SUPPLIED MATERIAL
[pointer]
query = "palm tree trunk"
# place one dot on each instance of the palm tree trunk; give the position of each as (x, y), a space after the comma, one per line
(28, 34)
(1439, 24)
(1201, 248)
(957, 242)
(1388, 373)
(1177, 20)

TASK REQUIREMENTS
Arrange every line of the records above into a numbered list, omitting any blank lines.

ANSWER TO THIS PROBLEM
1. [pointer]
2. query = "palm tree trunk"
3. # place one dot on each instance of the palm tree trunk; give the position of each as (x, y), a space after the comma, one per line
4. (28, 34)
5. (1439, 24)
6. (1201, 248)
7. (957, 242)
8. (1388, 373)
9. (1177, 20)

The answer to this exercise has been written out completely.